Go through the data below and return each line containing the word "query".

§ Input for this task
----------
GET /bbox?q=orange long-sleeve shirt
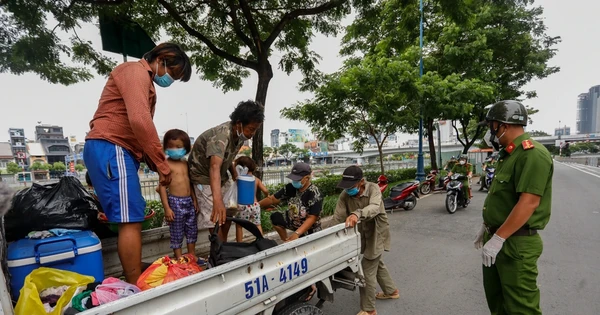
[86,59,170,176]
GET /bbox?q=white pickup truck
[0,224,363,315]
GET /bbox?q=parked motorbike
[377,174,389,193]
[479,167,495,191]
[445,174,469,214]
[383,181,419,213]
[419,170,450,195]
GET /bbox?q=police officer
[474,100,553,315]
[448,154,473,204]
[444,156,457,171]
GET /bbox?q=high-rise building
[576,85,600,134]
[8,128,28,168]
[270,129,280,147]
[554,126,571,136]
[35,125,71,164]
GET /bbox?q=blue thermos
[237,175,256,205]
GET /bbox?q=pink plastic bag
[95,278,141,305]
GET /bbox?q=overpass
[312,134,600,161]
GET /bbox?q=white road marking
[555,160,600,180]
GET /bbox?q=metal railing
[555,156,600,167]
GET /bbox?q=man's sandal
[375,290,400,300]
[356,311,377,315]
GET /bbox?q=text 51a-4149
[244,258,309,300]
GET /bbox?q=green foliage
[282,55,420,174]
[6,162,21,174]
[240,148,252,157]
[52,162,67,172]
[569,142,599,154]
[278,143,299,160]
[529,130,551,137]
[342,0,560,153]
[75,164,85,172]
[30,162,50,171]
[145,200,166,230]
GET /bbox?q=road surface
[320,161,600,315]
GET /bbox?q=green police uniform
[451,162,472,202]
[482,133,553,315]
[445,160,457,171]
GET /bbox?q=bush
[146,166,427,231]
[145,200,165,230]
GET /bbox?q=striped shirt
[86,59,170,176]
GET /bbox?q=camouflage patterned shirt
[188,121,244,185]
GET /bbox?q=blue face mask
[166,148,186,160]
[292,180,303,189]
[346,187,360,197]
[153,60,174,88]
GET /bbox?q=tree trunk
[251,62,273,181]
[377,143,385,175]
[427,119,438,170]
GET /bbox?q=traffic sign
[16,152,26,159]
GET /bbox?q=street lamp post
[416,0,426,181]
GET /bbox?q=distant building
[27,142,48,165]
[0,142,14,171]
[8,128,28,168]
[35,125,71,164]
[577,85,600,134]
[270,129,280,148]
[554,126,571,136]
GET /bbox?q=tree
[342,0,560,154]
[52,162,67,172]
[6,162,22,174]
[282,56,419,175]
[419,71,494,168]
[529,130,551,137]
[1,0,361,176]
[240,147,252,157]
[278,143,299,161]
[75,164,85,172]
[30,162,50,171]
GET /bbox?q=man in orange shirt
[84,43,192,283]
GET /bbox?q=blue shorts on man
[83,139,146,223]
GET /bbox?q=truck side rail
[80,223,361,315]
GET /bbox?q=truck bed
[79,223,361,315]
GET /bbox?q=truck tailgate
[80,224,360,315]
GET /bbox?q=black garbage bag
[4,176,99,241]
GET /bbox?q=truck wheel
[277,302,324,315]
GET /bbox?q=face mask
[166,148,186,160]
[346,186,360,197]
[153,60,174,88]
[292,180,303,189]
[237,124,250,141]
[488,123,506,151]
[459,160,465,165]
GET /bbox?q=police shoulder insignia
[522,139,535,150]
[506,143,516,154]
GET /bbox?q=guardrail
[555,156,600,167]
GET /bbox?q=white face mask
[237,124,250,141]
[460,160,466,165]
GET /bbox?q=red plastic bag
[137,254,203,291]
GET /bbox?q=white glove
[473,223,486,249]
[482,234,506,267]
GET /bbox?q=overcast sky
[2,0,599,146]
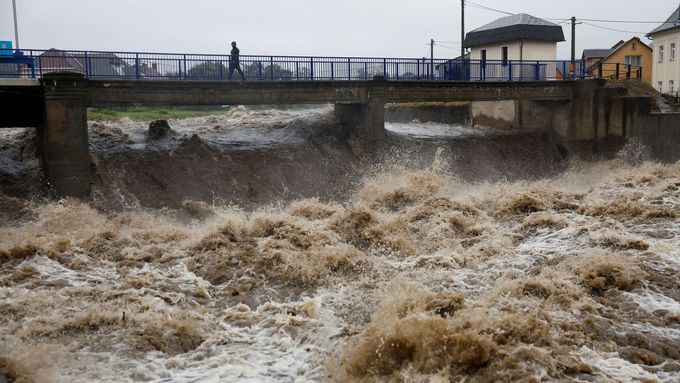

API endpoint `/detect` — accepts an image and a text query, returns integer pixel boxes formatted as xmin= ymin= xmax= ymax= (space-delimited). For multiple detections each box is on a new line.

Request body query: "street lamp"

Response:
xmin=12 ymin=0 xmax=19 ymax=49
----------
§ Solution to this problem
API endpoint `/detect` — accepts an image and a text query, returns integer pixel boxes formatted as xmin= ymin= xmax= ymax= (space-delimited). For multiple detections each box is on a new line.
Request body query: "street lamp"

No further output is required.